▶ **Dataset**:
--------------------
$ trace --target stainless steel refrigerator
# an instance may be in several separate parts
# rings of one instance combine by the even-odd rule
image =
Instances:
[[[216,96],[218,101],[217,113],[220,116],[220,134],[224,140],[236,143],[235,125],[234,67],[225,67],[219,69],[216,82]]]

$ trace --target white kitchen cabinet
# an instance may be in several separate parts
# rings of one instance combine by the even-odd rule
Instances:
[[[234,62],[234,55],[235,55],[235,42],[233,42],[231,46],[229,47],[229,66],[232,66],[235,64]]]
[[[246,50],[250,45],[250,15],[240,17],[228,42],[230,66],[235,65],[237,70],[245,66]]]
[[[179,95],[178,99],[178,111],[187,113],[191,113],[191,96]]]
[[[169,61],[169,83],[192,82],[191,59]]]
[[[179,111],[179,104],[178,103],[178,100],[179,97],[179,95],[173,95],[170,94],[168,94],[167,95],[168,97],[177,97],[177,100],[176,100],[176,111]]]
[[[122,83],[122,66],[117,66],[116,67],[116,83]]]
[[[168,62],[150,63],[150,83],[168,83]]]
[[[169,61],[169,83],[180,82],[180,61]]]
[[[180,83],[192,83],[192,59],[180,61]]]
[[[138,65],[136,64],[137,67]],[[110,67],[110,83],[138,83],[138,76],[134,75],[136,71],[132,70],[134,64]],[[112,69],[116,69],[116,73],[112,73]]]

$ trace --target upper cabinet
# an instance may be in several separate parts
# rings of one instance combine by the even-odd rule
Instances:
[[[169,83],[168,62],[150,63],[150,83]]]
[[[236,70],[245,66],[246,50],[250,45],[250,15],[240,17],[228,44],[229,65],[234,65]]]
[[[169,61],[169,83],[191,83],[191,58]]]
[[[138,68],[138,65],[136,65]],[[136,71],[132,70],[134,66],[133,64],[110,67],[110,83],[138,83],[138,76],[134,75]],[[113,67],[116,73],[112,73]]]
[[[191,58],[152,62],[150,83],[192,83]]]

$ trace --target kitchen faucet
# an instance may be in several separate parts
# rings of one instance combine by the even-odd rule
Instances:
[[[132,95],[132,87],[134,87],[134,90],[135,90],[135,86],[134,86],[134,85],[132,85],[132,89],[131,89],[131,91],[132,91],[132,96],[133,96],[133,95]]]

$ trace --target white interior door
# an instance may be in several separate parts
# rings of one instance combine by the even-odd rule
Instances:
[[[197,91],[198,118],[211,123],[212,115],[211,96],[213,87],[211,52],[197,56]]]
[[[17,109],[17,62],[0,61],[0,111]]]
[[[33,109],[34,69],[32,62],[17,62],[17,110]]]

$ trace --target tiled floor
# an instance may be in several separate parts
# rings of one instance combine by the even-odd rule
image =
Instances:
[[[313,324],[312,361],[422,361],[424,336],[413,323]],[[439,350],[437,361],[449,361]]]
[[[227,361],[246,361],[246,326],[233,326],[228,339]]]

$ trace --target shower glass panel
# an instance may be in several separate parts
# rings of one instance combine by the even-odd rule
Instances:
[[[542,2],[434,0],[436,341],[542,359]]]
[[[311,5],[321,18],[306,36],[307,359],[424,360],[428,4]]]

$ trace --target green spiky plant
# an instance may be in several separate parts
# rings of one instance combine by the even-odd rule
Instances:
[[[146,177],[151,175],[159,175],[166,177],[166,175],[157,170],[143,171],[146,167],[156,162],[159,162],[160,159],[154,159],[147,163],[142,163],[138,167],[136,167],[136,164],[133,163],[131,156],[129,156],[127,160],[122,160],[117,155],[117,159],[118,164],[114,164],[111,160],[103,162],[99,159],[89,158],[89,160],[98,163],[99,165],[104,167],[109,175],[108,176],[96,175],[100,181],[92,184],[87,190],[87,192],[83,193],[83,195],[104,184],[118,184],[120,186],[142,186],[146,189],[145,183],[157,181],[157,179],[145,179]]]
--------------------
Copy out every line of the records above, character for character, with nothing added, dropped, or altered.

$ trace --target stainless steel refrigerator
# an instance may be in several separate parts
# rings of one instance combine by the even-odd rule
image =
Instances:
[[[216,96],[218,101],[217,113],[220,116],[220,134],[224,140],[236,143],[235,125],[234,67],[225,67],[219,69],[216,82]]]

$ trace --target white kitchen cabinet
# an instance may be in several separate parts
# rings of one instance combine by the even-odd rule
Instances:
[[[234,62],[234,55],[235,55],[235,42],[233,42],[231,46],[229,47],[229,66],[232,66],[235,64]]]
[[[246,50],[250,45],[250,15],[240,17],[228,42],[230,66],[235,65],[237,70],[245,66]]]
[[[179,95],[178,99],[178,111],[187,113],[191,113],[191,96]]]
[[[169,61],[169,83],[192,82],[191,59]]]
[[[179,111],[179,104],[178,103],[178,100],[179,97],[179,95],[173,95],[170,94],[168,94],[167,95],[168,97],[177,97],[177,100],[176,100],[176,111]]]
[[[122,83],[122,66],[117,66],[116,67],[116,83]]]
[[[168,62],[150,63],[150,83],[168,83]]]
[[[169,61],[169,83],[180,82],[180,61]]]
[[[180,83],[192,83],[192,59],[180,61]]]
[[[138,65],[136,64],[137,67]],[[110,67],[110,83],[138,83],[138,76],[134,75],[136,71],[132,70],[134,64]],[[112,69],[116,69],[116,73],[112,73]]]

$ trace --target upper cabinet
# an instance may be in several separate parts
# rings of one instance combine by the even-odd rule
Instances:
[[[169,83],[168,62],[150,63],[150,83]]]
[[[236,70],[245,66],[246,50],[250,45],[250,15],[240,17],[228,44],[229,65],[234,65]]]
[[[169,61],[169,83],[191,83],[191,58]]]
[[[138,68],[138,65],[136,65]],[[136,71],[132,70],[134,66],[133,64],[110,67],[110,83],[138,83],[138,76],[134,75]],[[113,67],[116,73],[112,73]]]
[[[191,58],[152,62],[150,83],[192,83]]]

$ trace --target kitchen faucet
# an instance may be in several separate parts
# rings of one instance combine by the even-odd rule
Instances:
[[[132,95],[132,87],[134,87],[134,90],[135,90],[135,86],[134,86],[134,85],[132,85],[132,89],[131,89],[131,91],[132,91],[132,96],[133,96],[133,95]]]

$ trace --target white interior door
# an instance may be in several separate parts
# rings of one instance combine by the even-odd rule
Instances:
[[[197,91],[198,118],[211,123],[212,115],[211,96],[213,87],[211,52],[197,56]]]
[[[17,109],[17,62],[0,61],[0,111]]]
[[[33,109],[34,69],[32,62],[17,62],[17,110]]]

$ trace --target tiled floor
# an instance may be in several separate parts
# rings of one instance combine by the even-odd rule
image =
Instances:
[[[313,324],[312,361],[422,361],[424,336],[413,323]],[[439,350],[437,361],[449,361]]]
[[[227,361],[246,361],[246,326],[233,326],[228,339]]]

$ trace --target shower glass panel
# an instance may be in several separate parts
# rings of one instance combine by the even-odd rule
Instances:
[[[542,2],[434,0],[436,341],[542,359]]]
[[[311,5],[321,18],[306,36],[307,359],[424,360],[428,4]]]

$ trace --target green spiky plant
# an instance may be in several separate parts
# rings of one instance combine by the even-odd rule
Instances:
[[[146,177],[151,175],[159,175],[166,177],[166,175],[157,170],[143,171],[146,167],[156,162],[159,162],[160,159],[154,159],[147,163],[142,163],[138,167],[136,167],[136,164],[133,163],[131,156],[129,156],[127,160],[122,160],[117,155],[117,159],[118,164],[114,164],[111,160],[103,162],[99,159],[89,158],[89,160],[98,163],[99,165],[104,167],[109,175],[108,176],[96,175],[100,181],[92,184],[87,190],[87,192],[83,193],[83,195],[104,184],[118,184],[120,186],[142,186],[146,189],[145,183],[157,181],[157,179],[145,179]]]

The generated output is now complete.